*WORK TO COMPLETE*. Restate verbatim the span of lines below between the line with "negative clicks: (1603, 972) (1590, 948)" and the line with "positive clicks: (349, 577)", including those two lines, and only that span.

*MATERIAL FOR THE TASK*.
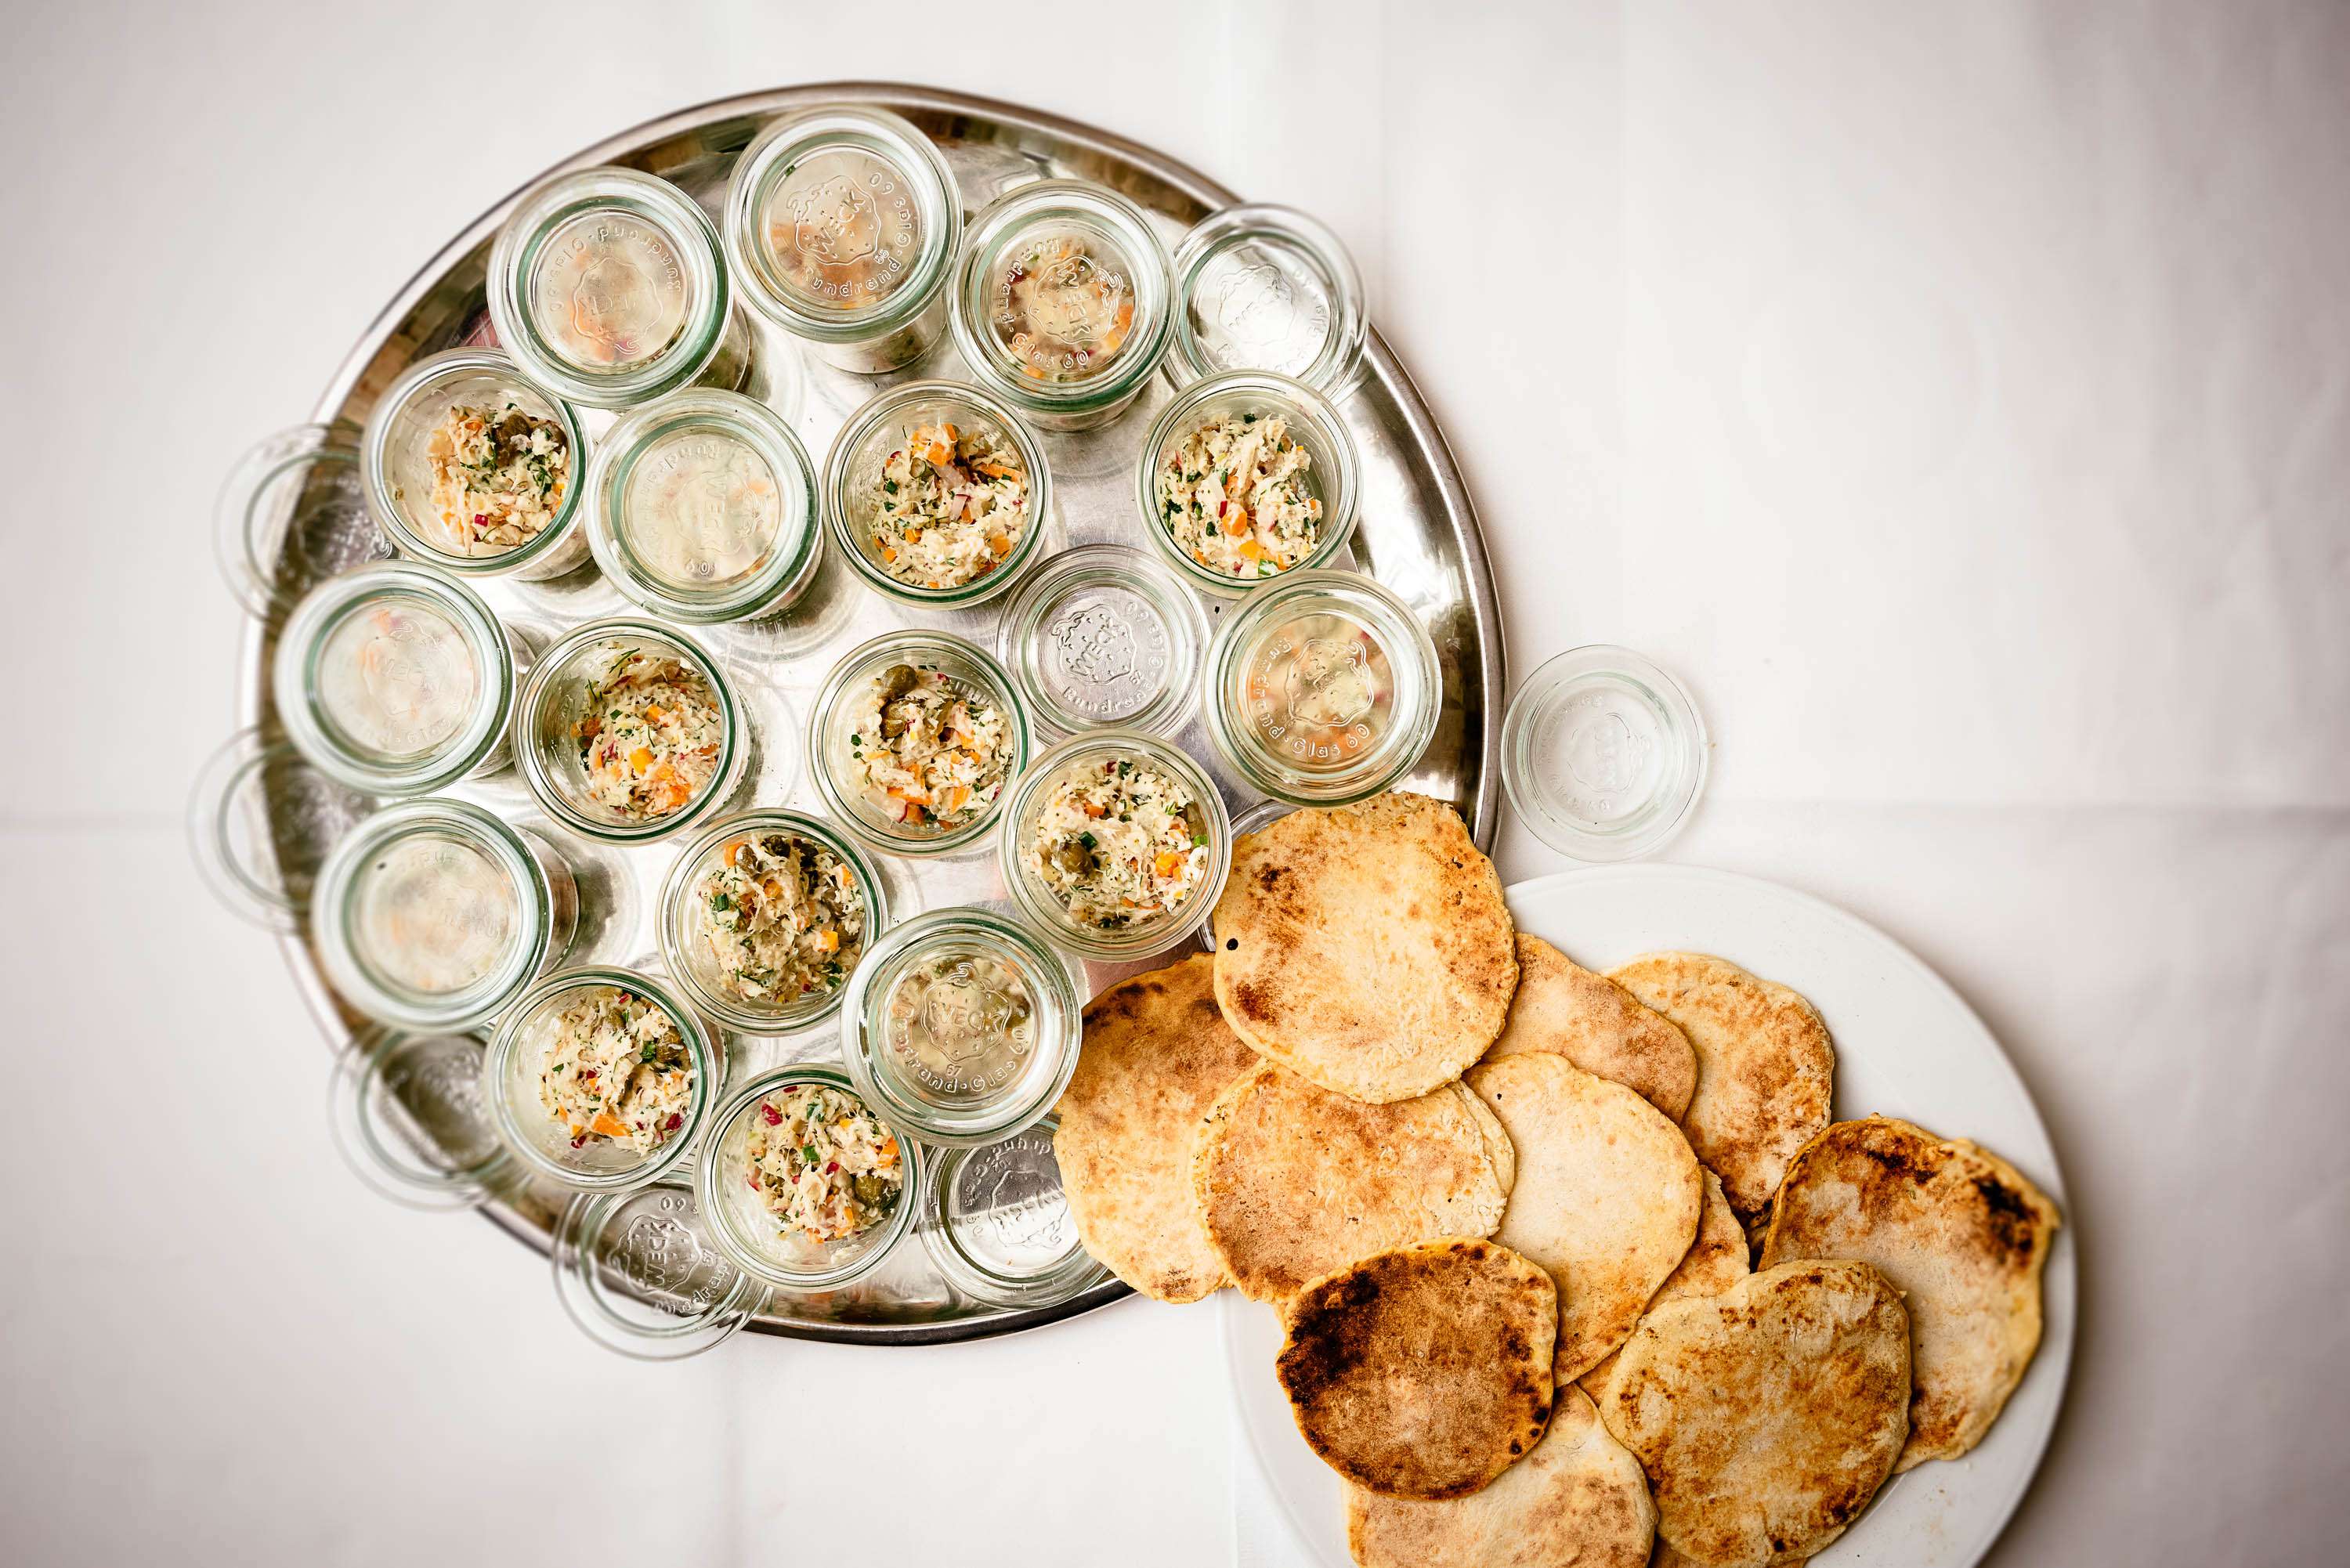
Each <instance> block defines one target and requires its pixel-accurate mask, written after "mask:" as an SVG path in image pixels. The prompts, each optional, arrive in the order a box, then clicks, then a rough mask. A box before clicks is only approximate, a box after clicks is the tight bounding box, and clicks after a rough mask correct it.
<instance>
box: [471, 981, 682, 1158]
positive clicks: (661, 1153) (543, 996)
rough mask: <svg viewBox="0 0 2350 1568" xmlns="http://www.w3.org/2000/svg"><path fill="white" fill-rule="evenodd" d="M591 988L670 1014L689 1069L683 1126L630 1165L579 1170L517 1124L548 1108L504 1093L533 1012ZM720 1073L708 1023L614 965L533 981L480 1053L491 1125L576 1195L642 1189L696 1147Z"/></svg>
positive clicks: (669, 993)
mask: <svg viewBox="0 0 2350 1568" xmlns="http://www.w3.org/2000/svg"><path fill="white" fill-rule="evenodd" d="M590 987H597V990H602V987H609V990H625V992H632V994H639V997H644V999H646V1001H651V1004H653V1006H658V1009H660V1011H663V1013H667V1016H670V1023H672V1025H677V1037H679V1041H682V1044H684V1048H686V1063H689V1067H691V1072H693V1086H691V1098H689V1103H686V1110H684V1126H679V1128H677V1133H672V1135H670V1138H665V1140H663V1143H660V1145H658V1147H653V1150H651V1152H649V1154H646V1157H644V1159H639V1161H637V1164H635V1166H623V1168H613V1171H580V1168H576V1166H566V1164H562V1161H559V1159H552V1157H550V1154H548V1152H545V1150H543V1147H538V1143H536V1140H533V1138H531V1135H529V1131H526V1128H524V1124H522V1117H524V1114H526V1112H531V1114H538V1117H541V1119H545V1107H541V1105H529V1107H519V1105H515V1103H512V1095H508V1093H505V1081H508V1067H510V1063H512V1060H515V1053H517V1051H522V1037H524V1034H526V1032H529V1030H531V1025H533V1023H538V1016H541V1013H545V1011H548V1009H550V1006H555V1004H557V1001H559V999H562V997H566V994H571V992H578V990H590ZM721 1077H724V1058H721V1056H719V1046H717V1039H714V1037H712V1034H710V1025H705V1023H703V1020H700V1016H698V1013H696V1011H693V1009H691V1006H686V1004H684V1001H682V999H679V997H677V994H674V992H670V987H667V983H665V980H660V978H656V976H651V973H646V971H642V969H623V966H618V964H578V966H573V969H559V971H555V973H550V976H543V978H541V980H538V983H536V985H531V987H529V990H524V992H522V994H519V997H515V1001H512V1006H510V1009H505V1016H503V1018H498V1027H496V1032H494V1034H491V1037H489V1051H486V1053H484V1056H482V1098H484V1100H486V1103H489V1112H491V1124H494V1126H496V1128H498V1138H501V1140H503V1143H505V1147H510V1150H512V1152H515V1154H517V1157H519V1159H522V1164H524V1166H529V1168H531V1171H533V1173H538V1175H543V1178H548V1180H552V1182H557V1185H562V1187H569V1190H573V1192H630V1190H635V1187H646V1185H651V1182H653V1180H658V1178H660V1175H663V1173H665V1171H672V1168H674V1166H677V1164H679V1161H682V1159H684V1157H686V1152H689V1150H691V1147H693V1140H696V1138H698V1135H700V1131H703V1124H705V1121H707V1119H710V1107H712V1105H714V1103H717V1088H719V1084H717V1079H721Z"/></svg>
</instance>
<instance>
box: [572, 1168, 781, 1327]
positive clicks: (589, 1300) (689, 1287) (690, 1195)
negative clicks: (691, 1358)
mask: <svg viewBox="0 0 2350 1568" xmlns="http://www.w3.org/2000/svg"><path fill="white" fill-rule="evenodd" d="M548 1255H550V1260H552V1262H555V1295H557V1298H559V1300H562V1305H564V1312H566V1314H569V1316H571V1321H573V1324H578V1326H580V1333H585V1335H588V1338H590V1340H595V1342H597V1345H602V1347H604V1349H609V1352H616V1354H623V1356H632V1359H637V1361H682V1359H686V1356H698V1354H703V1352H705V1349H714V1347H719V1345H724V1342H726V1340H731V1338H733V1335H736V1331H738V1328H743V1324H747V1321H750V1319H752V1316H754V1314H757V1312H759V1309H761V1307H764V1305H766V1286H764V1284H759V1281H757V1279H750V1276H747V1274H743V1272H740V1269H738V1267H736V1265H733V1262H729V1258H726V1253H724V1251H719V1246H717V1244H714V1241H712V1237H710V1225H707V1222H705V1220H703V1208H700V1204H698V1201H696V1197H693V1187H691V1185H689V1182H684V1180H677V1178H667V1180H658V1182H653V1185H649V1187H637V1190H635V1192H583V1194H578V1197H573V1199H571V1204H569V1206H566V1208H564V1213H562V1215H559V1218H557V1220H555V1237H552V1246H550V1251H548Z"/></svg>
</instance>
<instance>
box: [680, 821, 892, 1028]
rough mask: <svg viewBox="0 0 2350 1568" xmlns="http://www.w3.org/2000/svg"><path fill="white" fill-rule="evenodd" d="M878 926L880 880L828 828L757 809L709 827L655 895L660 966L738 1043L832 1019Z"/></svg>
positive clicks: (821, 821) (846, 839)
mask: <svg viewBox="0 0 2350 1568" xmlns="http://www.w3.org/2000/svg"><path fill="white" fill-rule="evenodd" d="M886 929H888V891H886V886H884V882H881V872H879V870H877V867H874V863H872V860H870V858H867V856H865V851H862V849H858V844H855V842H853V839H851V837H848V835H844V832H841V830H837V827H834V825H832V823H825V820H820V818H813V816H806V813H801V811H776V809H757V811H740V813H736V816H729V818H724V820H717V823H710V827H705V830H703V832H700V835H696V837H693V842H689V844H686V849H684V851H682V853H679V856H677V865H674V867H672V870H670V882H667V886H665V889H663V893H660V957H663V961H665V964H667V969H670V973H672V976H677V983H679V985H684V987H686V992H689V994H691V997H693V1004H696V1006H698V1009H703V1011H705V1013H710V1016H712V1018H717V1020H719V1023H724V1025H726V1027H733V1030H743V1032H745V1034H785V1032H790V1030H804V1027H808V1025H815V1023H820V1020H825V1018H830V1016H832V1009H837V1006H839V1004H841V994H844V990H846V985H848V976H851V973H853V971H855V969H858V964H860V961H862V959H865V954H867V950H870V947H872V945H874V940H877V938H879V936H881V931H886Z"/></svg>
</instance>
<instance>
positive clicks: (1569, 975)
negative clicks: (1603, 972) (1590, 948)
mask: <svg viewBox="0 0 2350 1568" xmlns="http://www.w3.org/2000/svg"><path fill="white" fill-rule="evenodd" d="M1520 1051H1556V1053H1558V1056H1563V1058H1567V1060H1570V1063H1574V1065H1577V1067H1582V1070H1584V1072H1596V1074H1600V1077H1603V1079H1610V1081H1614V1084H1621V1086H1624V1088H1629V1091H1633V1093H1636V1095H1640V1098H1643V1100H1647V1103H1650V1105H1654V1107H1657V1110H1661V1112H1664V1114H1666V1117H1671V1119H1673V1121H1680V1114H1683V1112H1685V1110H1690V1095H1692V1093H1697V1051H1694V1048H1692V1046H1690V1037H1687V1034H1683V1032H1680V1025H1678V1023H1673V1020H1671V1018H1666V1016H1664V1013H1657V1011H1652V1009H1645V1006H1640V999H1638V997H1633V994H1631V992H1629V990H1624V987H1621V985H1617V983H1614V980H1610V978H1607V976H1596V973H1591V971H1589V969H1584V966H1582V964H1577V961H1574V959H1570V957H1567V954H1563V952H1560V950H1558V947H1551V945H1549V943H1546V940H1542V938H1539V936H1527V933H1525V931H1520V933H1518V994H1516V999H1513V1001H1511V1004H1509V1023H1506V1025H1504V1027H1502V1039H1497V1041H1492V1048H1488V1051H1485V1060H1488V1063H1490V1060H1497V1058H1502V1056H1516V1053H1520Z"/></svg>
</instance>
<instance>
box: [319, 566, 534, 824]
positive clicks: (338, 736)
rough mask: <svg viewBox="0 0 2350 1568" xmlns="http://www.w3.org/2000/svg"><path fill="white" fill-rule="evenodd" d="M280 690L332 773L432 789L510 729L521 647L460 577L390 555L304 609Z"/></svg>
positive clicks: (349, 577)
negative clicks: (510, 720)
mask: <svg viewBox="0 0 2350 1568" xmlns="http://www.w3.org/2000/svg"><path fill="white" fill-rule="evenodd" d="M273 689H275V698H277V715H280V719H282V722H284V726H287V736H289V738H291V741H294V745H296V748H298V750H301V752H303V757H308V759H310V764H313V766H317V769H320V771H322V773H327V776H331V778H336V780H341V783H345V785H350V788H355V790H367V792H371V795H423V792H430V790H439V788H444V785H449V783H456V780H458V778H463V776H465V773H470V771H472V769H477V766H479V764H482V762H484V759H486V757H489V755H491V752H494V750H496V748H498V743H501V741H503V738H505V724H508V715H510V712H512V705H515V649H512V644H510V642H508V632H505V628H503V625H501V623H498V618H496V616H494V614H491V609H489V604H484V602H482V597H479V595H477V592H472V590H470V588H465V583H461V581H458V578H454V576H449V574H447V571H437V569H432V567H423V564H416V562H378V564H374V567H360V569H357V571H345V574H343V576H338V578H331V581H327V583H320V585H317V588H315V590H310V595H308V597H306V599H303V602H301V604H296V607H294V614H291V616H289V618H287V625H284V632H282V635H280V637H277V656H275V665H273Z"/></svg>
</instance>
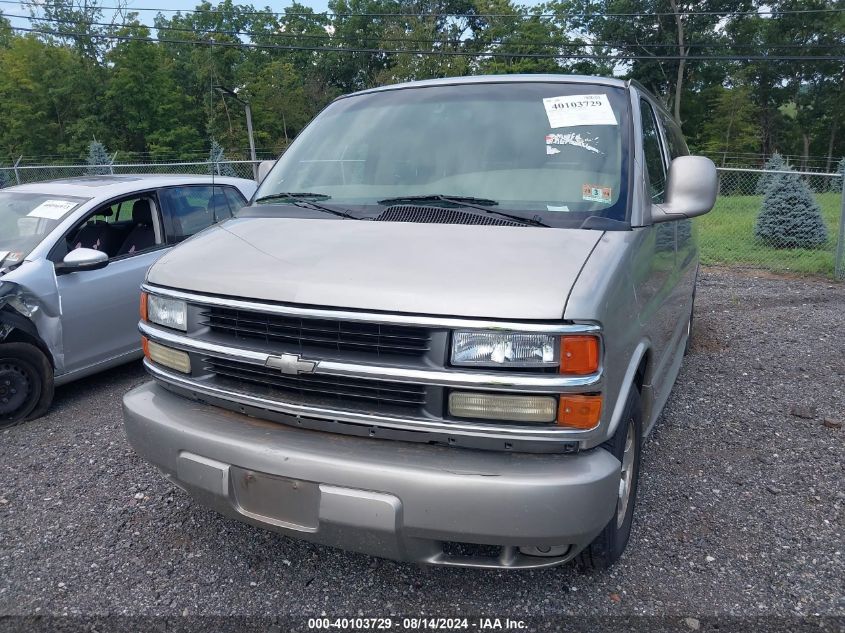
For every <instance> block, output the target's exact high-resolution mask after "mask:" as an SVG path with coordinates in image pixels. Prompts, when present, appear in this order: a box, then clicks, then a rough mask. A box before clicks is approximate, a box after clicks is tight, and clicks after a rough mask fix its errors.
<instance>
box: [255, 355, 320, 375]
mask: <svg viewBox="0 0 845 633" xmlns="http://www.w3.org/2000/svg"><path fill="white" fill-rule="evenodd" d="M264 365H265V367H270V368H272V369H278V370H279V371H281V372H282V373H283V374H294V375H296V374H311V373H314V369H315V368H316V367H317V361H313V360H302V358H301V357H300V356H299V354H282V355H281V356H270V357H268V358H267V362H265V363H264Z"/></svg>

*OUTPUT*.
negative clicks: (1603, 972) (1590, 948)
mask: <svg viewBox="0 0 2350 1568" xmlns="http://www.w3.org/2000/svg"><path fill="white" fill-rule="evenodd" d="M1520 1051H1556V1053H1558V1056H1563V1058H1567V1060H1570V1063H1574V1065H1577V1067H1582V1070H1584V1072H1596V1074H1600V1077H1603V1079H1610V1081H1614V1084H1621V1086H1624V1088H1629V1091H1633V1093H1636V1095H1640V1098H1643V1100H1647V1103H1650V1105H1654V1107H1657V1110H1661V1112H1664V1114H1666V1117H1671V1119H1673V1121H1680V1114H1683V1112H1685V1110H1690V1095H1692V1093H1697V1051H1694V1048H1692V1046H1690V1037H1687V1034H1683V1032H1680V1025H1678V1023H1673V1020H1671V1018H1666V1016H1664V1013H1657V1011H1652V1009H1645V1006H1640V999H1638V997H1633V994H1631V992H1629V990H1624V987H1621V985H1617V983H1614V980H1610V978H1607V976H1596V973H1591V971H1589V969H1584V966H1582V964H1577V961H1574V959H1570V957H1567V954H1563V952H1560V950H1558V947H1551V945H1549V943H1546V940H1542V938H1539V936H1527V933H1525V931H1520V933H1518V994H1516V999H1513V1001H1511V1004H1509V1023H1506V1025H1504V1027H1502V1039H1497V1041H1492V1048H1488V1051H1485V1060H1488V1063H1490V1060H1497V1058H1502V1056H1516V1053H1520Z"/></svg>
</instance>
<instance>
box: [319, 566, 534, 824]
positive clicks: (338, 736)
rough mask: <svg viewBox="0 0 2350 1568" xmlns="http://www.w3.org/2000/svg"><path fill="white" fill-rule="evenodd" d="M280 690L332 773L432 789L510 729L521 647L460 577L390 555L304 609Z"/></svg>
positive clicks: (349, 577)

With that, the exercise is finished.